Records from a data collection
※

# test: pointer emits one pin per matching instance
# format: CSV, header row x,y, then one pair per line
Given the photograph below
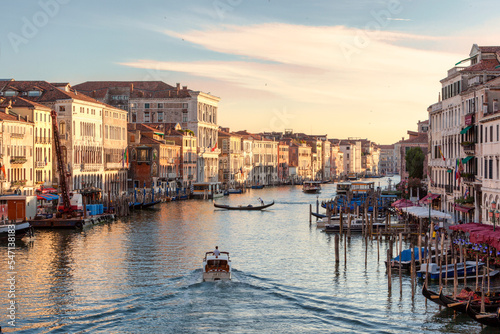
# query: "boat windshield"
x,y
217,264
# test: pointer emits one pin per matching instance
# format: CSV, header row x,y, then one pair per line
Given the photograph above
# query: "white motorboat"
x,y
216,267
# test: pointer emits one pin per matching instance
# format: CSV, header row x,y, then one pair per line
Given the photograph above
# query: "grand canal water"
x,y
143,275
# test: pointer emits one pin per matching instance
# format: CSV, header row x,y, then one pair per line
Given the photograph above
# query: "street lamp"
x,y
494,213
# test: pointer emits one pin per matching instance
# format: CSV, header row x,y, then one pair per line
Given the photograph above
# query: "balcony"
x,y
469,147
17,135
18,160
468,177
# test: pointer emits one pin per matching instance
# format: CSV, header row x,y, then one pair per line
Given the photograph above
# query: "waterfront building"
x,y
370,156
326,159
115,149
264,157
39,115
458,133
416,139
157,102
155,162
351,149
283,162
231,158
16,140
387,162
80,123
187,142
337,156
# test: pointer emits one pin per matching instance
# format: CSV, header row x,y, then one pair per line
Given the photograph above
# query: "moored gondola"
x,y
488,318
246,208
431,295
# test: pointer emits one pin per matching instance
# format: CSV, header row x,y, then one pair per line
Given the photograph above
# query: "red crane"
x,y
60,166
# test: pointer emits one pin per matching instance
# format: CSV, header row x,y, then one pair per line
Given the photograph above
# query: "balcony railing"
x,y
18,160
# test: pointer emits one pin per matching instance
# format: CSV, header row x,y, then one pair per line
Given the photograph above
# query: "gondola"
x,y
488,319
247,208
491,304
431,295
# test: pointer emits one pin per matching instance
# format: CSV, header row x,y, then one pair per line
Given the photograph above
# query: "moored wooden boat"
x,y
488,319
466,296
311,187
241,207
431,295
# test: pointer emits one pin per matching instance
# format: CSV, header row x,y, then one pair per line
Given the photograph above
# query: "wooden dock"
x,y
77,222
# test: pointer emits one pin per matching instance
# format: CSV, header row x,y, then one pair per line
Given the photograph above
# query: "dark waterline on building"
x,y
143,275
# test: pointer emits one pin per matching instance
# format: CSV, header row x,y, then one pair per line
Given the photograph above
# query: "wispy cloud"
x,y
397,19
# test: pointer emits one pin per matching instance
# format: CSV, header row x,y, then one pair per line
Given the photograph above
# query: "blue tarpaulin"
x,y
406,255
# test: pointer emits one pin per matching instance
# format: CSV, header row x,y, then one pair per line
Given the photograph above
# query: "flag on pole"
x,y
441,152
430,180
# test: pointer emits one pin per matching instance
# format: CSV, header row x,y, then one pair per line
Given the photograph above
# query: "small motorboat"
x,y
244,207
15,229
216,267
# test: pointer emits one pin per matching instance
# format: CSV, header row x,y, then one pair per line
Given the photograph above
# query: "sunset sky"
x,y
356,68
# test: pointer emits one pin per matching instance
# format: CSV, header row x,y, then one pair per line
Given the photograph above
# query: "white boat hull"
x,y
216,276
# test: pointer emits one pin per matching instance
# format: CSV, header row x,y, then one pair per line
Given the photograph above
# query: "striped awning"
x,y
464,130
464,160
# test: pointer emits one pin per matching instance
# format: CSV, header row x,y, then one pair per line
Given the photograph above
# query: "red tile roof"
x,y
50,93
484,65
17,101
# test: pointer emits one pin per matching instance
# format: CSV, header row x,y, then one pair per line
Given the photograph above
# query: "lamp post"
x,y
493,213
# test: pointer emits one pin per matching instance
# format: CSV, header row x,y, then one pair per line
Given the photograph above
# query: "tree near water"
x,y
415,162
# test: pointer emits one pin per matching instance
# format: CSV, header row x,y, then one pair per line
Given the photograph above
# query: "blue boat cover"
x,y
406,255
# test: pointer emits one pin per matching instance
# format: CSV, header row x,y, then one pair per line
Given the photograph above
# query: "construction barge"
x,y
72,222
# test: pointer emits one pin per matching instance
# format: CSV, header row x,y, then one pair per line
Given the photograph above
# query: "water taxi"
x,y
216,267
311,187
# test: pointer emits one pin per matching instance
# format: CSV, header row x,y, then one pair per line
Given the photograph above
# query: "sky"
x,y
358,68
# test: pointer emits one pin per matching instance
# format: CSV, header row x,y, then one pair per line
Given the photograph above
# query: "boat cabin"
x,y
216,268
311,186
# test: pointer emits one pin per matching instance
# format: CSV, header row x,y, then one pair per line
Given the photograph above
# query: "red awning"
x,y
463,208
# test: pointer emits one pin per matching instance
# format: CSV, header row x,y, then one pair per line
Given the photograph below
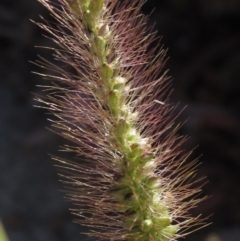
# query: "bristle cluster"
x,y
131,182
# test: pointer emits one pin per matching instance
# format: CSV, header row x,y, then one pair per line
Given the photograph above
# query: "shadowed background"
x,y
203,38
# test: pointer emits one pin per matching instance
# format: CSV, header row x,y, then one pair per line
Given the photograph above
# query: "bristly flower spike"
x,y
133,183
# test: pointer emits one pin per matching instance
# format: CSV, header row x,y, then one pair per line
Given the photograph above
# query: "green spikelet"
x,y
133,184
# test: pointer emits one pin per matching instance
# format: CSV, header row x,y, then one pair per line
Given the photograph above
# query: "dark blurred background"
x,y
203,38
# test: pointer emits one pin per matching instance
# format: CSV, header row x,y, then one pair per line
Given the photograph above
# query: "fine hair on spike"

※

Show each line of the listing above that contains the word "blue".

# query: "blue tarpaulin"
# query: "blue boat cover"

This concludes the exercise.